■ Instructions for the task ■
Please put everything from the line containing "Labeling rule: each instance of the sea" down to the end of the listing below into a JSON list of strings, one string per line, with blank lines and pictures left out.

■ Records for processing ■
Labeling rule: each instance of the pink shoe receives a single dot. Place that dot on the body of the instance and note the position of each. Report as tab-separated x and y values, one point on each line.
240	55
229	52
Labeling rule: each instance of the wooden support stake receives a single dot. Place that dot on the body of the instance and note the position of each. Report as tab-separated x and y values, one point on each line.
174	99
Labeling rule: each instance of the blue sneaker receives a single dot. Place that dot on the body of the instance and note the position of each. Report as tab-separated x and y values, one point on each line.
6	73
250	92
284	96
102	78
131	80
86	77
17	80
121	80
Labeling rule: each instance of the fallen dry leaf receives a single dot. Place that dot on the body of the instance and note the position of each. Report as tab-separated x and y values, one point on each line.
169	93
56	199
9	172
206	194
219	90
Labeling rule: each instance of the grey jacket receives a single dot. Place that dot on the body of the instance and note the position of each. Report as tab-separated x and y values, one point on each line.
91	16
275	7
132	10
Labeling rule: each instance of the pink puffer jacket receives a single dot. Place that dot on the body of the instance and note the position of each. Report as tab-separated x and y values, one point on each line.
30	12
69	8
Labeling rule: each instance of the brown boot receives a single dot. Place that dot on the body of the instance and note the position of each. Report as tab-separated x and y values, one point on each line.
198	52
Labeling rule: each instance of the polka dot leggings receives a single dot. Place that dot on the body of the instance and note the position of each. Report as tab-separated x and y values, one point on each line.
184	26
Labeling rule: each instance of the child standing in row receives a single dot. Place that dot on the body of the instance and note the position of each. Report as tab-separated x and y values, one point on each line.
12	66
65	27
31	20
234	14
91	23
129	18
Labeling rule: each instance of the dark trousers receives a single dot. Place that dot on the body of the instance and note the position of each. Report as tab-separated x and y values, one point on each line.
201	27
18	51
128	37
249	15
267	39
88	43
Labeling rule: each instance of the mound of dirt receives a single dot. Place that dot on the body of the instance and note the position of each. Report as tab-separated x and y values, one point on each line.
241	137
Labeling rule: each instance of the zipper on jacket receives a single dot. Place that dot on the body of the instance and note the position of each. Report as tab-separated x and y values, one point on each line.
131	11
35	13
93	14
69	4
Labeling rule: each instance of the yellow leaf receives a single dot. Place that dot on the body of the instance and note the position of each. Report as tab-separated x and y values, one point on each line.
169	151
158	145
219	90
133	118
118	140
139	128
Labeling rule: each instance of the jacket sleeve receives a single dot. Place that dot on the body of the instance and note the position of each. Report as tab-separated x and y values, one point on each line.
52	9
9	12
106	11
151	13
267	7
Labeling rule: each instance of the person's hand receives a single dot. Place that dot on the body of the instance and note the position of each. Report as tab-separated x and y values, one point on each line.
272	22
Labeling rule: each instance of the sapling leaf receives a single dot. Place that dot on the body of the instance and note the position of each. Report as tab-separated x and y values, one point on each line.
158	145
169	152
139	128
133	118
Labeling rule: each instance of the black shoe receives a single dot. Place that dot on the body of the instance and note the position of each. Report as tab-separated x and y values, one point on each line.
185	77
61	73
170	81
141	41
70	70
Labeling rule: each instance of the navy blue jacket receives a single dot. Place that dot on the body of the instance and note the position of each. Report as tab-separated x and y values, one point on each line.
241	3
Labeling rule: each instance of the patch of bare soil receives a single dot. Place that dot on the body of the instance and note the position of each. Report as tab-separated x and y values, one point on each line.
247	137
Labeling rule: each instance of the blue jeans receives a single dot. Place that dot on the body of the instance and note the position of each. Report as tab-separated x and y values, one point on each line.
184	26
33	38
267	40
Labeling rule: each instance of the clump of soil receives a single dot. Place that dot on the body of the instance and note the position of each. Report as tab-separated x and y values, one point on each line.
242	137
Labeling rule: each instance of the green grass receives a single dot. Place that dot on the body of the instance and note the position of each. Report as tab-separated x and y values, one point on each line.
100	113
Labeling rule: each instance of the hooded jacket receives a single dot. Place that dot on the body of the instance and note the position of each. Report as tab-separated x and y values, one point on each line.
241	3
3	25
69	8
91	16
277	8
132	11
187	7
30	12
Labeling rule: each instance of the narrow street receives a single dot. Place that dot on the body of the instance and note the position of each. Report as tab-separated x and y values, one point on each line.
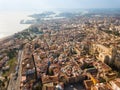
14	83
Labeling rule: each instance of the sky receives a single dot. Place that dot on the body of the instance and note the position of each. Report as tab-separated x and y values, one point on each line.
24	5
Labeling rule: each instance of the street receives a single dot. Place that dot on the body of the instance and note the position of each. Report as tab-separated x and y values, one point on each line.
14	83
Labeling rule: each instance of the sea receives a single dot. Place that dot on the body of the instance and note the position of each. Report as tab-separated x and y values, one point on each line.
10	22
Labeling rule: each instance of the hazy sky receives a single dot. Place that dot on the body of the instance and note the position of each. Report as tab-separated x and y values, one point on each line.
54	4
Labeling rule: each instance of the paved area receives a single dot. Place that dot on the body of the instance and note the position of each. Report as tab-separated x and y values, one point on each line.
14	83
75	86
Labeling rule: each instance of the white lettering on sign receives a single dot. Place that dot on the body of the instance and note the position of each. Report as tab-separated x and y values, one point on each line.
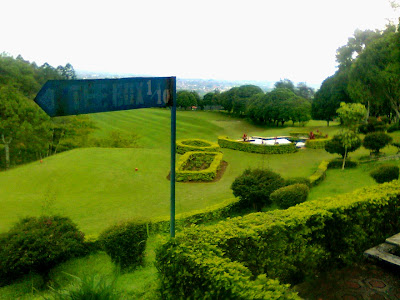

■ Task response ■
[
  "Labeling rule: each instance of the sea receives a single dot. Place that dot on the body of the instance and note the position of each. Report as tab-separated x and y values, one point on each line.",
  "10\t22",
  "Labeling rule: each instance of the hazy sky receives a single dot. Place that dot on the body of the instance and note the position of each. Report as tab-separated x and y values, one point on each line.",
  "54\t4",
  "Labeling rule: each instance of the paved area receives a single dot. Place that dot on the body of the instance and note the position of each. Report as tab-separated x and y values, one point on each line.",
  "14\t83",
  "75\t86",
  "Labeling rule: each instance of the white lettering on sign receives a single dot. Place that dot on the body of the instance and note the position of each. Report as tab-separated x and y values, one point on each line."
]